__To do__: Whenever the word "mask" turns up in a line of the data below, copy that line.

*** Block opens ***

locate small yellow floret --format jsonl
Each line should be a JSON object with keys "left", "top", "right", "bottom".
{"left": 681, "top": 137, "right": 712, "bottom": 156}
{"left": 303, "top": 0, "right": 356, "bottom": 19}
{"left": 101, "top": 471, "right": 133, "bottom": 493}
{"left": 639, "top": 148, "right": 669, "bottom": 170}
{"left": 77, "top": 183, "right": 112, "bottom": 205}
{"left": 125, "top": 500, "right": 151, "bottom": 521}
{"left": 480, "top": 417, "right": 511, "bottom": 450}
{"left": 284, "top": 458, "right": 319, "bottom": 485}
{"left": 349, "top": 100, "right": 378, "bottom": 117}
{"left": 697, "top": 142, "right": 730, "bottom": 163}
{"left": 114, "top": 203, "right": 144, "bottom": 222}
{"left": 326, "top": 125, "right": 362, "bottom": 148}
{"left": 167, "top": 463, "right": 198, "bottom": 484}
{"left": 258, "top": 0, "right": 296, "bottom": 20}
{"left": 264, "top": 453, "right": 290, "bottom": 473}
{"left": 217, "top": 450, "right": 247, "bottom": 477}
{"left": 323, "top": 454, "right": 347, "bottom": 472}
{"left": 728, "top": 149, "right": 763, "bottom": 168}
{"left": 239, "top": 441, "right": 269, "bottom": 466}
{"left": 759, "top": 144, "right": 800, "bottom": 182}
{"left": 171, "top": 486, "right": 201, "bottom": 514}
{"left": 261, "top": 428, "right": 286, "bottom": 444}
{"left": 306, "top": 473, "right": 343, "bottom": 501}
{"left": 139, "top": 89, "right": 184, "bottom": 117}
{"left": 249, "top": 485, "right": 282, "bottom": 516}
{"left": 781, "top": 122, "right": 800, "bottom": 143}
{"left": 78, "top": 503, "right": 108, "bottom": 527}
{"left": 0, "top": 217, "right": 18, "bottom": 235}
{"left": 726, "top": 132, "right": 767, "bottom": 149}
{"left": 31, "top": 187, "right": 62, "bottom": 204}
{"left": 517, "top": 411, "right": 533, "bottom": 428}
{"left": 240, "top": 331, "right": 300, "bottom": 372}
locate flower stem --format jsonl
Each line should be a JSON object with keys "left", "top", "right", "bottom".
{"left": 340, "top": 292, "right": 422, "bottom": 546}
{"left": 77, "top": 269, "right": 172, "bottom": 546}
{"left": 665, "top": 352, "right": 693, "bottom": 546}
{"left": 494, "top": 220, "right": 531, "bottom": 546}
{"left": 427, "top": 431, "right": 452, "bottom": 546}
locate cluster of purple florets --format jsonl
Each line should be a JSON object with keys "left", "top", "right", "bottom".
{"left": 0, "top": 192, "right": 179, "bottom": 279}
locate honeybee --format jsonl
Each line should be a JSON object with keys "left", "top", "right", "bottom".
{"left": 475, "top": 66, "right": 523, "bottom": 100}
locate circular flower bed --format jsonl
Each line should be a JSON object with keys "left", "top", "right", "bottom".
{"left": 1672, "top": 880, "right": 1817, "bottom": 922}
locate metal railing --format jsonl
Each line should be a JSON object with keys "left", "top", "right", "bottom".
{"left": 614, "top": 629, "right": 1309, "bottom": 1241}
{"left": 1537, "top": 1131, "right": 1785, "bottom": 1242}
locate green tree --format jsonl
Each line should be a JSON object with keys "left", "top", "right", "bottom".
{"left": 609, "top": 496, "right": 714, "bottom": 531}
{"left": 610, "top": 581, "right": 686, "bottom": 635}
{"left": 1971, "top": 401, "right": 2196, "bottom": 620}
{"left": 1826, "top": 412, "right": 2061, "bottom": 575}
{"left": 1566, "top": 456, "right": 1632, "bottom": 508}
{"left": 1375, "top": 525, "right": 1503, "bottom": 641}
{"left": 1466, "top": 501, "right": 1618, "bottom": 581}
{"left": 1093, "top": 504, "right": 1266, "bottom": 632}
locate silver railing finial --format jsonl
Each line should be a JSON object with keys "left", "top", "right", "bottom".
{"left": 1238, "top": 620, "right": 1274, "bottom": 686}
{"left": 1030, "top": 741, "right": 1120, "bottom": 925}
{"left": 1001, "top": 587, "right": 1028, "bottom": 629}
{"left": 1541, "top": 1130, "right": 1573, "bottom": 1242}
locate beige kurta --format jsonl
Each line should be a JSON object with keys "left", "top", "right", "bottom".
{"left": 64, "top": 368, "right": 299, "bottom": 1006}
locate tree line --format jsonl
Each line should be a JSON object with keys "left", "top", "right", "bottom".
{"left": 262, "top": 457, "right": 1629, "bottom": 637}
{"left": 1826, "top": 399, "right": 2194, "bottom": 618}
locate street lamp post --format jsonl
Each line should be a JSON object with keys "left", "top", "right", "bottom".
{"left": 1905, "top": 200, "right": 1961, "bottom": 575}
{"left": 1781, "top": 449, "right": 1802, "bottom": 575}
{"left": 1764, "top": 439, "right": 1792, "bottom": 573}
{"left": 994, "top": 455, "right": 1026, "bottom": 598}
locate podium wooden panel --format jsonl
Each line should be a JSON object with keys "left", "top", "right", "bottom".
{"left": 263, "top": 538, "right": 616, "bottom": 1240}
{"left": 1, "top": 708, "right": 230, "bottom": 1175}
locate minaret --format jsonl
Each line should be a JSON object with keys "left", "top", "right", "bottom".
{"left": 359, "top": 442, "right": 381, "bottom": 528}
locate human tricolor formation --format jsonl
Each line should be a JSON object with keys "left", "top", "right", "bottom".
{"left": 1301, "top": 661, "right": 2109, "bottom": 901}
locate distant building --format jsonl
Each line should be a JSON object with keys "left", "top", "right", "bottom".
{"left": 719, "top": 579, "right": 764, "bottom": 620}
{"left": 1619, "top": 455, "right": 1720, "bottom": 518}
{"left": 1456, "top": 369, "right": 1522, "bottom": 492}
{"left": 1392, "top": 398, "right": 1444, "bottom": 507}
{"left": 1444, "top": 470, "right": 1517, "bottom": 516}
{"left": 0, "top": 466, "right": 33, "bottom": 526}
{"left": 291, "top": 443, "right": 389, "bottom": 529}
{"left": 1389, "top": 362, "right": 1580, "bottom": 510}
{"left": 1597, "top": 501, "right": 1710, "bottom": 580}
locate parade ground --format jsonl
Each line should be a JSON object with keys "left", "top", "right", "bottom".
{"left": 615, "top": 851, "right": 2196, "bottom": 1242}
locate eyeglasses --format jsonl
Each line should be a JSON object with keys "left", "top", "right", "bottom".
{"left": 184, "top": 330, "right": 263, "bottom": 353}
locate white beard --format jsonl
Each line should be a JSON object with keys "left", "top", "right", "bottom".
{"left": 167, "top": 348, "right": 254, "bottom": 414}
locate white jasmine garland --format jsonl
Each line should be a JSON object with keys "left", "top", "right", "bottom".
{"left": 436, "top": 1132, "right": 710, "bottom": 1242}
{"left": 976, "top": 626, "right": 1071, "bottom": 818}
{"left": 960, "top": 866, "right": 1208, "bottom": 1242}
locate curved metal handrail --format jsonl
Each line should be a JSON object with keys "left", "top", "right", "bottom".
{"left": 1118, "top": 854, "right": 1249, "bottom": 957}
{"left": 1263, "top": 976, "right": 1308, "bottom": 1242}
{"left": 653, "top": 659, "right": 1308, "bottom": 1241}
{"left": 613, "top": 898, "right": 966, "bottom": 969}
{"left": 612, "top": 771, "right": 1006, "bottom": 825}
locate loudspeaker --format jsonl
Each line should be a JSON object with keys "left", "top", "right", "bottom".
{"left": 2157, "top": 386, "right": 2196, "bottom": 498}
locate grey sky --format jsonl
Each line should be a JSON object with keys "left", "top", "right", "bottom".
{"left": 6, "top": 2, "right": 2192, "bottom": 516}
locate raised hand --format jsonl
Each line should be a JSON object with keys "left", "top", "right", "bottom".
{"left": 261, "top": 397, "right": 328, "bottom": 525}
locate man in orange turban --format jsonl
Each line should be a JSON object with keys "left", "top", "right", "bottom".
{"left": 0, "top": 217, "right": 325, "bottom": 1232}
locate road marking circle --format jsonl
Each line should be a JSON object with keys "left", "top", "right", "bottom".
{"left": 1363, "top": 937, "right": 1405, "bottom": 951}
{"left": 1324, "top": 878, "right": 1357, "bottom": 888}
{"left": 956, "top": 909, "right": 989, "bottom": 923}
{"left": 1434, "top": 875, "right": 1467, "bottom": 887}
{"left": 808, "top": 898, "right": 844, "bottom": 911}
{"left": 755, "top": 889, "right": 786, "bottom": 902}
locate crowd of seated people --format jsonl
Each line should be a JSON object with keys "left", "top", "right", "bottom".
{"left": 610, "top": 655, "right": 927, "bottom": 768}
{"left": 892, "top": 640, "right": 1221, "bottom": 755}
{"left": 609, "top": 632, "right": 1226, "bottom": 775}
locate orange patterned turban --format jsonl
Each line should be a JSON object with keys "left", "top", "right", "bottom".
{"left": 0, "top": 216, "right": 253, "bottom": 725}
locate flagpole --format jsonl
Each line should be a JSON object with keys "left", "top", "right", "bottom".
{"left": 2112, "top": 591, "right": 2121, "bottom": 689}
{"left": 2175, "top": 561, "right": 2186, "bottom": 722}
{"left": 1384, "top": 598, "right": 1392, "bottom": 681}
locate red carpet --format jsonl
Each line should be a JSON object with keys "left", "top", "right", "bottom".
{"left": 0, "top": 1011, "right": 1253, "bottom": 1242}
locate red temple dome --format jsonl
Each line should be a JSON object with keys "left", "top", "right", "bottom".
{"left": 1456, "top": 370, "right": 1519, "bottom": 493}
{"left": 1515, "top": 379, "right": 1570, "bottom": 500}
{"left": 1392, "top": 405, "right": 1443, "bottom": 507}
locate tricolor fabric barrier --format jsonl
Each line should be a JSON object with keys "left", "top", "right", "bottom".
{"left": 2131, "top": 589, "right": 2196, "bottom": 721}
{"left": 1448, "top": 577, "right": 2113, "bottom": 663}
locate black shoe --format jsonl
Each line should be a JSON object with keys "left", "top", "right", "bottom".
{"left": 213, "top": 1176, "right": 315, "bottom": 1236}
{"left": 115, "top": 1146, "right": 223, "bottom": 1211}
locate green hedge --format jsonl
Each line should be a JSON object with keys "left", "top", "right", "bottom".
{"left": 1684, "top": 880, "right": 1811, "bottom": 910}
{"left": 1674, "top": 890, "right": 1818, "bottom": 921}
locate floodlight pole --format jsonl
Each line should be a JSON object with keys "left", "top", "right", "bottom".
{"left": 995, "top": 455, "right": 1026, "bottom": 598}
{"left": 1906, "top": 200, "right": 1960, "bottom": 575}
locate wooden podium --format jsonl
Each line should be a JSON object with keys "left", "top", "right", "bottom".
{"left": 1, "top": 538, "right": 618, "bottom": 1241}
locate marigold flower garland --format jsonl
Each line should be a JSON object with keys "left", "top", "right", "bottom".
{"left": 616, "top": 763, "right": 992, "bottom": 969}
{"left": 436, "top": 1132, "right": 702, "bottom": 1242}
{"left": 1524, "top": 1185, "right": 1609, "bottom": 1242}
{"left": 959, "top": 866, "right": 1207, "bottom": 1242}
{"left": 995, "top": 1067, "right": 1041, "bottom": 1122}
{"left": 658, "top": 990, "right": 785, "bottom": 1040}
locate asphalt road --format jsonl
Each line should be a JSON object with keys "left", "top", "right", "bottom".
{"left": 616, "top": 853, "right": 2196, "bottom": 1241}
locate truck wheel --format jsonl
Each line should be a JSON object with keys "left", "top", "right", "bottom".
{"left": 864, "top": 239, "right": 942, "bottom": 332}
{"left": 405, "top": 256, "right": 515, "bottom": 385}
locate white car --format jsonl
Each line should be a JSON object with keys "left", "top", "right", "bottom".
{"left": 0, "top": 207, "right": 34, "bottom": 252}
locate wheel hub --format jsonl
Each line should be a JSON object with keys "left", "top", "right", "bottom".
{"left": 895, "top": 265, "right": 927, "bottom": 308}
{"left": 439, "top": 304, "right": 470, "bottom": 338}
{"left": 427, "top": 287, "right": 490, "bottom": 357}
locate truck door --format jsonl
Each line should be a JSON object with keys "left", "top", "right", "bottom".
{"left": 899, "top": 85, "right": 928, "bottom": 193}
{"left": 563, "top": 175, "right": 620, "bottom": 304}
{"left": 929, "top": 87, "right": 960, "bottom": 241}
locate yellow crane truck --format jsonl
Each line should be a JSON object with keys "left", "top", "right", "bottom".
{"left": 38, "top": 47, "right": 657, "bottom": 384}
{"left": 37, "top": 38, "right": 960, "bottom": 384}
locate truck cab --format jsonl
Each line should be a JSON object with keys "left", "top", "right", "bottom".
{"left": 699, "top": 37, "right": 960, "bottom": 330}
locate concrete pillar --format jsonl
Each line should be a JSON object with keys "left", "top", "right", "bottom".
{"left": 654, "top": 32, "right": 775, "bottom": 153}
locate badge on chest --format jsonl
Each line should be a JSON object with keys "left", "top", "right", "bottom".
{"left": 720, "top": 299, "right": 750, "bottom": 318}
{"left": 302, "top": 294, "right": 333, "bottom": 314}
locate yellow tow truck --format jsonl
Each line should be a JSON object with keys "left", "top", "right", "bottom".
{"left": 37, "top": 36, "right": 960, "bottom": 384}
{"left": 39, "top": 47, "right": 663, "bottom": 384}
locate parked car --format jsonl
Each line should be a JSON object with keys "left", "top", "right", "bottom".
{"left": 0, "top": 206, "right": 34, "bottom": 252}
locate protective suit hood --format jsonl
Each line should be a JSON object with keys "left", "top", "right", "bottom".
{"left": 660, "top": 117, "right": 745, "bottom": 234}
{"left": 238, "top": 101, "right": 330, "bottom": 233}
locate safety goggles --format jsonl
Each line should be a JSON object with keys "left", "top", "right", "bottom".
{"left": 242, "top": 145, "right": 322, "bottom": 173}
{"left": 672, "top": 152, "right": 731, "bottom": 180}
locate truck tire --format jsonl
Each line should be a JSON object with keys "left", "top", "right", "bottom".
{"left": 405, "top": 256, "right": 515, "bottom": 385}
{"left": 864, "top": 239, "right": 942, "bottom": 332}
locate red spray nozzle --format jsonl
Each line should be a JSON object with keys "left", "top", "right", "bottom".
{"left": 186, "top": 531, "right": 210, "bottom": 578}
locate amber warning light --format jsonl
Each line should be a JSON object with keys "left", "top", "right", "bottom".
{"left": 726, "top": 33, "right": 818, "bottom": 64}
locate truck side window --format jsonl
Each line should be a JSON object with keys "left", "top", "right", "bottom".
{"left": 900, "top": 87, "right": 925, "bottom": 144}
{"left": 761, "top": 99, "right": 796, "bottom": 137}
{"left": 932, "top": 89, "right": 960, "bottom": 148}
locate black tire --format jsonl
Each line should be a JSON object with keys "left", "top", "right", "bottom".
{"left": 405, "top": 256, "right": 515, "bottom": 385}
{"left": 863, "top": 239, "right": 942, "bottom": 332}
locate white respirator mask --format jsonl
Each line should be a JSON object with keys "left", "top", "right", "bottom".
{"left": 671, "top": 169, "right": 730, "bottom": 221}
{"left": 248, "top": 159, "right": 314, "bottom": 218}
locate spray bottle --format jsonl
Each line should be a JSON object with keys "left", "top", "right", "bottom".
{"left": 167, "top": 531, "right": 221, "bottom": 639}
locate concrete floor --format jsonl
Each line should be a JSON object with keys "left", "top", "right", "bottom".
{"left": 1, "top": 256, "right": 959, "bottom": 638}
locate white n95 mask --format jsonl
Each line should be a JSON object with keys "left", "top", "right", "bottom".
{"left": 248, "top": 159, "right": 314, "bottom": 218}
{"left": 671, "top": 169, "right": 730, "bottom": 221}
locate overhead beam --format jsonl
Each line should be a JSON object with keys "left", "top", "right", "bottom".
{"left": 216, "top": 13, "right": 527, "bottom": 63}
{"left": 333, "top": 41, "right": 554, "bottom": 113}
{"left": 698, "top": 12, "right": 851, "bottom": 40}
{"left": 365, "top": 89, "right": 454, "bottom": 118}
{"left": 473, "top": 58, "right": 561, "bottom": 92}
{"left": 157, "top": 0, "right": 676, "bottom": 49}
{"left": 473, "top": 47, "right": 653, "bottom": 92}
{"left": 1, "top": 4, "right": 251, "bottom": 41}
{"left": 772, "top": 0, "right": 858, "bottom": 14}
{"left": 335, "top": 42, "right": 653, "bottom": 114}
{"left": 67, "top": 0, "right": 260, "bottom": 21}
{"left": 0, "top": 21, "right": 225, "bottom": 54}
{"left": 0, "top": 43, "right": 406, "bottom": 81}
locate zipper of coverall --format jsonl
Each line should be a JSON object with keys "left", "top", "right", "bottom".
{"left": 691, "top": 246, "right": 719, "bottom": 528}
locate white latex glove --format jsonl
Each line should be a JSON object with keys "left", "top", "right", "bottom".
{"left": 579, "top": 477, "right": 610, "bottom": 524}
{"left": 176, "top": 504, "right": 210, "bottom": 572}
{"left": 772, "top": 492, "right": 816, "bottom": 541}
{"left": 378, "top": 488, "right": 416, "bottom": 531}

*** Block closes ***

__Solution to this task__:
locate white respirator mask --format jsonl
locate white n95 mask --format jsonl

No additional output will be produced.